[Rows from a pointing dataset]

===

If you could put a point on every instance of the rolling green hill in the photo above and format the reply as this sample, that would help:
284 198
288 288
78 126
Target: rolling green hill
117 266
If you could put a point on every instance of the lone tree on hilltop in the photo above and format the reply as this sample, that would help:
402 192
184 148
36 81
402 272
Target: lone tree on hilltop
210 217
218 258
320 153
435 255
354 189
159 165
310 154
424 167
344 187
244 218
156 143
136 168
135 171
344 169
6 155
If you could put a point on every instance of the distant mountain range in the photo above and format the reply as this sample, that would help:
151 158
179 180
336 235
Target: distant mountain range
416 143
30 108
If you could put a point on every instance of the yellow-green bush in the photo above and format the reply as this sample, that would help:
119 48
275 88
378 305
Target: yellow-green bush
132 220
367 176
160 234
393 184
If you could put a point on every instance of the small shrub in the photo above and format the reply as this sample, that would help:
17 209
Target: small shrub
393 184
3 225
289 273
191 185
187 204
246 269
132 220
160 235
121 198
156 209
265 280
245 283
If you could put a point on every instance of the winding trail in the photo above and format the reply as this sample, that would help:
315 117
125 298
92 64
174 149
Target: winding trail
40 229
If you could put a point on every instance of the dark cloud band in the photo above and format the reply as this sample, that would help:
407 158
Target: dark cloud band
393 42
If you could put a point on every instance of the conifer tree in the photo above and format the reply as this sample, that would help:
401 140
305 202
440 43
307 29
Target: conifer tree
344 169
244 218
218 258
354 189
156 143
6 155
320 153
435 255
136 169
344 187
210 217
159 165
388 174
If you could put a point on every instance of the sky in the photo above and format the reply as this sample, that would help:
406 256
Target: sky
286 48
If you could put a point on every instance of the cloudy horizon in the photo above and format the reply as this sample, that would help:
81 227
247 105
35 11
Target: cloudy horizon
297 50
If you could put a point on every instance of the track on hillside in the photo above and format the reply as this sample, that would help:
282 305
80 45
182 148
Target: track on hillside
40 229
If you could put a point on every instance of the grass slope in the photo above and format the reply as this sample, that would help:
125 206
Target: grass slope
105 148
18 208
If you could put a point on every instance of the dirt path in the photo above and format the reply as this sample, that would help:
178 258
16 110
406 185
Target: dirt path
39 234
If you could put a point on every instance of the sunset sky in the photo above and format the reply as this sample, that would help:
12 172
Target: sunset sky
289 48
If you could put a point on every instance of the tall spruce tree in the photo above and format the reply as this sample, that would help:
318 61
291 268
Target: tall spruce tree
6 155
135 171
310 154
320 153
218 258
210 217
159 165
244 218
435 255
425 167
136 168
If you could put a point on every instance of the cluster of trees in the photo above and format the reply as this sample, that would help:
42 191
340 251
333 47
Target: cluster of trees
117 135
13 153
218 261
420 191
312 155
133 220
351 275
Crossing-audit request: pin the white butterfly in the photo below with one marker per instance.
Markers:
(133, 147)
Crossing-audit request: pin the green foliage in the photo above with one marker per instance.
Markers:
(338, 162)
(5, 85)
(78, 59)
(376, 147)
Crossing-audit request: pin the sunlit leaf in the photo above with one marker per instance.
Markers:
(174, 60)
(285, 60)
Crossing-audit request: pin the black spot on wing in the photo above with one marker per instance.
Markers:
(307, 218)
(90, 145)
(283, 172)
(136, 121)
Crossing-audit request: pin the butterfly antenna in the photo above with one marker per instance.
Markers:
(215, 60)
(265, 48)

===

__Objective__
Repeat all of the records above exactly as written.

__The output__
If you could put a point on every instance of the rolling green hill in the photo above and format the reply as this sample, that would help:
284 198
288 288
78 126
Target: rolling green hill
117 266
If you could put a point on every instance of the lone tree on hilltop in the photo above and format the reply as this sample, that would help:
402 192
184 148
36 81
402 272
Target: lone tree on hilltop
210 217
218 258
320 153
435 255
354 189
159 165
310 154
424 167
344 187
244 218
156 143
136 168
135 171
344 169
6 155
If you could put a point on every instance of the distant mountain range in the photo above and format the reply as this sample, that would help:
151 158
179 180
336 235
Target: distant mountain range
416 143
30 108
If you could put a point on every instance of the yellow-green bush in the photo above and format the reply as this sample, that would help:
119 48
275 88
378 305
Target: yellow-green bush
132 220
367 176
160 234
393 184
If you could put a point on every instance of the small shrub in the photo above and format the reply as this sample, that would help:
17 209
Target: small shrub
393 184
3 225
289 273
191 185
187 204
246 269
132 220
160 235
121 198
156 209
265 280
245 283
If you could put a point on every instance of the winding trail in the photo above and format the reply as this sample, that would help:
315 117
125 298
92 64
174 149
Target: winding trail
40 229
If you could put a point on every instance of the dark cloud band in the photo above and format the reply as this sample, that would help:
407 158
Target: dark cloud band
393 42
If you could put a point on every instance of the conifer tree in the photo above and format the reply as this sample, that would help:
401 140
305 202
440 43
307 29
Target: conifer tree
344 169
244 218
218 258
354 189
156 143
6 155
320 153
435 255
136 169
344 187
210 217
159 165
388 174
If you could put a point on every instance of the sky in the photo above and format the reply as this sample, that would help:
406 256
Target: sky
286 48
If you could put a point on every instance of the cloudy horizon in the photo above and format the reply as this sample, that would help:
81 227
247 105
35 11
Target: cloudy horizon
297 50
If you could put a point on every instance of the track on hillside in the photo above and format the reply as this sample, that would help:
282 305
80 45
182 148
Target: track on hillside
40 229
If you could put a point on every instance of the grass slope in the photo above and format the reply as this sample, that would help:
125 206
Target: grass slope
105 148
18 208
If you could put a point on every instance of the dirt path in the photo above and format the reply as this sample, that would help:
178 258
16 110
406 185
Target: dirt path
39 234
If you could put a point on every instance of the sunset sky in the photo above and format the reply as this sample, that would help:
12 172
Target: sunset sky
289 48
If you could put a point on every instance of the tall spruce tree in the photo above and format the reply as this sample, that would help:
318 61
291 268
Target: tall spruce tree
6 155
135 171
310 154
320 153
218 258
210 217
159 165
244 218
435 255
425 167
136 168
If you could put a point on every instance of the cluster of trees in the photo above and format the reply as this sample, that would help:
42 191
340 251
333 47
Target: cluster of trees
117 135
13 153
218 261
420 191
312 155
133 220
351 275
Crossing-audit request: pin the white butterfly in the photo below with one marker per instance.
Markers:
(133, 147)
Crossing-audit request: pin the green foliage in the photo above with one marker per instance.
Markers:
(338, 162)
(5, 85)
(78, 59)
(376, 147)
Crossing-audit request: pin the sunlit leaf in the photo above with one marker per instance.
Markers:
(174, 60)
(285, 60)
Crossing-audit request: pin the black spot on wing in the photo above with one marker per instance.
Markers:
(307, 218)
(90, 145)
(283, 172)
(136, 121)
Crossing-audit request: pin the butterfly antenna in the photo above with one marker per instance.
Markers:
(215, 60)
(265, 48)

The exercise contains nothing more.